- Document segment -
#####

Via Piqsels/Public Domain

A new report from UCLA detailed an under-reported phenomenon. According to a report by the Latino Policy & Politics Initiative (LPPI) at UCLA, Latinas were financially impacted by COVID-19 more than any other demographic.

The study is entitled “Latinas Exiting the Workforce: How the Pandemic Revealed Historic Disadvantages and Heightened Economic Hardship”.

The study begins by explaining that, pre-pandemic, Latinas were going to “transform the U.S. labor force and catalyze economic growth”. However, the pandemic changed that projection. The study showed that a perfect storm of factors caused Latinas to exit the labor force last year. Between August and September 2020, roughly 337,000 Latinas dropped out of the work force. That is around three times the rate of white women.

The study concluded “hyper-segregation in low-paying jobs” in fields like leisure and hospitality caused high unemployment for Latinas. It also claimed that Latinas have less access to education and training that would otherwise allow them to pursue skilled jobs.

The study also found that Latinas are also disproportionately burdened with family-care and domestic obligations more than their white counterparts.

Because of this, many Latinas felt pressured to stay home with their children during the pandemic. “I’m a mother and I’m a widow, so I’m the head of the family….When they closed the schools, many women felt obligated to stay at home,” said 36-year-old Adriana Rodriguez to ABC News. “There was no day care, there wasn’t anyone to take care of the kids. I also felt obligated to stay home, so I stopped looking for work because I have six kids here and it’s very difficult.”

Over the past year, Latinas have an unemployment rate 3.16 percentage points above the national employment rate average. But it’s not just that Latinas were more unemployed than their white counterparts. Latinas also weren’t actively looking for work due to their domestic obligations.

According to the LPPI, the primary factor behind the trend is that “Latinas are disproportionately responsible for family care obligations versus Latino men.”

In the same vein, Latinas are “more likely to stay at home than mothers of other racial backgrounds. According to lead researcher Kassandra Hernández, the way to combat these structural disparities is through stronger social safety nets. Hernández told AP News that Latinas need “access to child care, better pay and educational opportunities to help them overcome not just the disparities in career opportunities but the setbacks that the pandemic brought.”

Hernández is optimistic that the Biden administration’s American Families Plan–which will provide child tax credits, universal free pre-school, paid family medical leave, all with an “emphasis on racial and ethnic minorities”–can help thousands of Latinas return to work. As Hernández recently Tweeted, “Supporting Latinas is not only crucial for their economic wellbeing, but for that of the country.”

#####

Stored records:
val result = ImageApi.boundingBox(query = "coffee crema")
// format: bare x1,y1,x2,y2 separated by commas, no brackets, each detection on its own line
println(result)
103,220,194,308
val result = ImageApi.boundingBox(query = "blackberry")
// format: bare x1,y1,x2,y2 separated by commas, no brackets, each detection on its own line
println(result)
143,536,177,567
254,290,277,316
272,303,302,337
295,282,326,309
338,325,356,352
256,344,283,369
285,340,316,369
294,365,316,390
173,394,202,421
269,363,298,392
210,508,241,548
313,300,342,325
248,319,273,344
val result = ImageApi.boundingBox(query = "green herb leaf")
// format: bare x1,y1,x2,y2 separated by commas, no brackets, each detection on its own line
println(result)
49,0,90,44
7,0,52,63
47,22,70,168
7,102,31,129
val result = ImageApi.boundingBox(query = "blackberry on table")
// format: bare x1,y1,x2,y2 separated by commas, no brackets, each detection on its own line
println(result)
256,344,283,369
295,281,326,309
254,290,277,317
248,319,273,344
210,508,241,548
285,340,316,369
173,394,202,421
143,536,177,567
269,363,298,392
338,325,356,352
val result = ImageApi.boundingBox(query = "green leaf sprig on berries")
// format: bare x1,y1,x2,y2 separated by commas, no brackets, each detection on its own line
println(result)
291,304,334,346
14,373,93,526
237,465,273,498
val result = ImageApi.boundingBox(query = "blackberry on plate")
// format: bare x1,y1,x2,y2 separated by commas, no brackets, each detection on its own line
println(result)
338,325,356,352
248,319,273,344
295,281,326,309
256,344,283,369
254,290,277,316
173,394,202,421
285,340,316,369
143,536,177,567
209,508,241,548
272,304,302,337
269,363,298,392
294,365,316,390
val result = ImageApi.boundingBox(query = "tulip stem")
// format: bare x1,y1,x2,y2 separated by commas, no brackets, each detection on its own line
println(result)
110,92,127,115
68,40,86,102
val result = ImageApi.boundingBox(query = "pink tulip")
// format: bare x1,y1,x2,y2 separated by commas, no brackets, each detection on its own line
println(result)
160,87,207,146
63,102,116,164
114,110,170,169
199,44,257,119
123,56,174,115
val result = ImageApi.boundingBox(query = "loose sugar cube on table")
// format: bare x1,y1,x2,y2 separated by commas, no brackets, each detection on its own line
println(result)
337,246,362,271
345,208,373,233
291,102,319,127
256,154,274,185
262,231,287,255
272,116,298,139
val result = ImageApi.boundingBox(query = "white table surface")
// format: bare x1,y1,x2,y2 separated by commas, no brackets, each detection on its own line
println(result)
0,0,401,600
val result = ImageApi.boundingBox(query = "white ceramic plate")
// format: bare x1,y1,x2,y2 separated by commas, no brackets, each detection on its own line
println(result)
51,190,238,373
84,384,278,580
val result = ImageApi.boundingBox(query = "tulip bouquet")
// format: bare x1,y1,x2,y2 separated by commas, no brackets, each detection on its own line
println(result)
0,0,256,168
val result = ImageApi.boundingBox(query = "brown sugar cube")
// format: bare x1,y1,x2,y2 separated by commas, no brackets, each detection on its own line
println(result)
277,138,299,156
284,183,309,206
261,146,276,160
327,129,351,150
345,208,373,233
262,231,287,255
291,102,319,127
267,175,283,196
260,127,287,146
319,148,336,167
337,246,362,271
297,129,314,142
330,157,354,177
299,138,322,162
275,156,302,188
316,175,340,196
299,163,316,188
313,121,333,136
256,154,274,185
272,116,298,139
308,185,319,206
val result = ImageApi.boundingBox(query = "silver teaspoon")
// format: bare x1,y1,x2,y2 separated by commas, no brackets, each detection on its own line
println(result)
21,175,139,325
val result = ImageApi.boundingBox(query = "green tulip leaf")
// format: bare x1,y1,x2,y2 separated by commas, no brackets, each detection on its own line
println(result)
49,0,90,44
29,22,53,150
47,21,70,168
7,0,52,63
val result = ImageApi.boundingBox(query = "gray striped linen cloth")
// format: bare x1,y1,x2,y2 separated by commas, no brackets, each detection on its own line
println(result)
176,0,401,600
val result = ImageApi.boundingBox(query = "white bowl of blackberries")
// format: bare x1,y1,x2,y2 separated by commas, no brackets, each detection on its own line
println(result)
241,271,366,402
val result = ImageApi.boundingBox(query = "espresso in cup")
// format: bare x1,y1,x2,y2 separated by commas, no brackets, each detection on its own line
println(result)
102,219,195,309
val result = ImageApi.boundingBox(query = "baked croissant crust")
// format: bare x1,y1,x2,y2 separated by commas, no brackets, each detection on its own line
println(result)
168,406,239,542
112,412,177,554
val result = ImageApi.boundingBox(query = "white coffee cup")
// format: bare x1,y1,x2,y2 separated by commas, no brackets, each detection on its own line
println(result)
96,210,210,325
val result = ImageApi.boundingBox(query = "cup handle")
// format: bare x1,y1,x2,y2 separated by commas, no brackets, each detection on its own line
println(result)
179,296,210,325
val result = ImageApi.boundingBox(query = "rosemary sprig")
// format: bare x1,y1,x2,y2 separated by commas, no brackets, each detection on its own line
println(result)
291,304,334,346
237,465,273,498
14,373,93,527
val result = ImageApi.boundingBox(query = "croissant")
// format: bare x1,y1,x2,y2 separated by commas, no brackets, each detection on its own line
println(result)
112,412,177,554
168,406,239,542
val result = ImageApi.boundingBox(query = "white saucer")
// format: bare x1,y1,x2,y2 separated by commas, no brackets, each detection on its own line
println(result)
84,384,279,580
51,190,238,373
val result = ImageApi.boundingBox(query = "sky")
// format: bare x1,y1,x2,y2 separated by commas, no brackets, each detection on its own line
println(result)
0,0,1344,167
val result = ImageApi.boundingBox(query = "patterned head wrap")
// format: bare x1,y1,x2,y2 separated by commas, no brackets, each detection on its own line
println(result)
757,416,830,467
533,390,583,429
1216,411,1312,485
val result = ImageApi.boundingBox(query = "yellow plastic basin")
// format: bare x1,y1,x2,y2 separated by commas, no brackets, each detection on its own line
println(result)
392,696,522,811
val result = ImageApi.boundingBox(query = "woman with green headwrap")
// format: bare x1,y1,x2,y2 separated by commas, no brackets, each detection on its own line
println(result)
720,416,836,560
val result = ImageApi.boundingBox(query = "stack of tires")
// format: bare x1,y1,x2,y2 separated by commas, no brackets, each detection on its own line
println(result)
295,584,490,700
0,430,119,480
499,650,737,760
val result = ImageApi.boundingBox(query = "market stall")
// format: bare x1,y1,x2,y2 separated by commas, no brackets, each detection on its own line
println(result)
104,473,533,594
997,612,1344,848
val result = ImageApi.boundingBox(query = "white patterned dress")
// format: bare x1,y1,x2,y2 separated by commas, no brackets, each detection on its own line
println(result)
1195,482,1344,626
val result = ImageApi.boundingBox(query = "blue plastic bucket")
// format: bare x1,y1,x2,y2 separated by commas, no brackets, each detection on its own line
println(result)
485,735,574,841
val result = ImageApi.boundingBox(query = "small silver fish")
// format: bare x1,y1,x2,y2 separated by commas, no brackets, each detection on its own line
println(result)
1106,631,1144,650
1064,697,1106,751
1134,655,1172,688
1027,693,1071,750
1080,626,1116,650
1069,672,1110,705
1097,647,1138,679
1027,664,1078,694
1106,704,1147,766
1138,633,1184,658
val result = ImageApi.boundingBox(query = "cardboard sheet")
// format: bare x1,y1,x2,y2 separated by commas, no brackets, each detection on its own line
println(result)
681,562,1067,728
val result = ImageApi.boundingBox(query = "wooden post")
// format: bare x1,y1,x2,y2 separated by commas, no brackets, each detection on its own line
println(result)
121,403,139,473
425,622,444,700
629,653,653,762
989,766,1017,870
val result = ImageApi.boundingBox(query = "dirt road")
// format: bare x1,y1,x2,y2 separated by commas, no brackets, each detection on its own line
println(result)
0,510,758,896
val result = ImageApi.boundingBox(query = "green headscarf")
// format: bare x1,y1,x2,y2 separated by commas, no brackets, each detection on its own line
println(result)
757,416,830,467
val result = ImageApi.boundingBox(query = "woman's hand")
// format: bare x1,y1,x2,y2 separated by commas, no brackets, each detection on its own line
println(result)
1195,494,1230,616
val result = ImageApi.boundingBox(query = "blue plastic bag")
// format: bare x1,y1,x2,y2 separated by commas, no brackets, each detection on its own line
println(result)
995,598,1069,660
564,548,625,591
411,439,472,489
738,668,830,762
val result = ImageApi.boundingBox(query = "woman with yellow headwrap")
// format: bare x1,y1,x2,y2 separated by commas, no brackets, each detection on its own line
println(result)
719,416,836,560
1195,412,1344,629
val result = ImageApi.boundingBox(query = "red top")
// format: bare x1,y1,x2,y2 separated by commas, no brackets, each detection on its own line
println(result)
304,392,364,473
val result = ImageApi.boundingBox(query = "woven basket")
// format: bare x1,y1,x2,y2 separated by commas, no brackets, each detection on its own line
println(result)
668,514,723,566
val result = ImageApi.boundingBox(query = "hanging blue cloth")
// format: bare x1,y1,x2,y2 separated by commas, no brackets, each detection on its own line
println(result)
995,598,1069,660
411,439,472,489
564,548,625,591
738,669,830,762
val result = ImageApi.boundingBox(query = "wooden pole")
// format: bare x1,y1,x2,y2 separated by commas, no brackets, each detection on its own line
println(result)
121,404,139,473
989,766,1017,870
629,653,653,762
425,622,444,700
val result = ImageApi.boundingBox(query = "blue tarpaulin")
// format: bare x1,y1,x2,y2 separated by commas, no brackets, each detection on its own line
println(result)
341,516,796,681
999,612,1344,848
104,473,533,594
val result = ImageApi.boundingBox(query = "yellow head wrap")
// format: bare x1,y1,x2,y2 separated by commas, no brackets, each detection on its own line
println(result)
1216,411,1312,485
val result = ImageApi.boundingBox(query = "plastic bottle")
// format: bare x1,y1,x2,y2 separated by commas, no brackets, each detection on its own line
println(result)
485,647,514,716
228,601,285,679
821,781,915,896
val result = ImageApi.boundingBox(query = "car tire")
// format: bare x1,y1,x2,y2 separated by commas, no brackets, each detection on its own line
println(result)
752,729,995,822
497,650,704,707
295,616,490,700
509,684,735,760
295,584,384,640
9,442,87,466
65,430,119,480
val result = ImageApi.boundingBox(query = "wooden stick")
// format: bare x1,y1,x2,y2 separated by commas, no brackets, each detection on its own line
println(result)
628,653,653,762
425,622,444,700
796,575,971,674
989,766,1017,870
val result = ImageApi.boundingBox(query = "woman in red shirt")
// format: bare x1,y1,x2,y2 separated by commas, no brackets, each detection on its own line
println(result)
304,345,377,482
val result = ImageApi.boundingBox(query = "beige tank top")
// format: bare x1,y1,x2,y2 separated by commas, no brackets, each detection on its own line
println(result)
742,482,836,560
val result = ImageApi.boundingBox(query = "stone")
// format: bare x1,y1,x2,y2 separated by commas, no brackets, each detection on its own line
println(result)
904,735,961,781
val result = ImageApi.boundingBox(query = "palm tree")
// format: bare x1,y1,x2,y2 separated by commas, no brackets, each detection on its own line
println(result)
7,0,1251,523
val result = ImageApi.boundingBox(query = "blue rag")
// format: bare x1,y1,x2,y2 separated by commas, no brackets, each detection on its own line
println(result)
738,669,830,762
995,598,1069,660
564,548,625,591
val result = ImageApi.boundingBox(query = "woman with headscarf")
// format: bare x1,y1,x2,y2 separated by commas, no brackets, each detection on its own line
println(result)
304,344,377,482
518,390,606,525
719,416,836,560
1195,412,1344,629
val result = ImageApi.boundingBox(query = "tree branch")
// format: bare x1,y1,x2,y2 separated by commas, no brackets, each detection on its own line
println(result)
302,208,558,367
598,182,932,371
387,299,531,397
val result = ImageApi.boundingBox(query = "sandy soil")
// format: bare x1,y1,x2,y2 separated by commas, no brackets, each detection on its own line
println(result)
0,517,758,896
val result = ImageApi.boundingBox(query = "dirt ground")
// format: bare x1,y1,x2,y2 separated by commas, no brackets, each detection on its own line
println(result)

#####

- Assignment -
According to the article on Latinas and the pandemic, how many Latinas dropped out of the workforce between August and September 2020? Please answer briefly. The records have nothing to do with this.

- Solved exercise -
Roughly 337,000.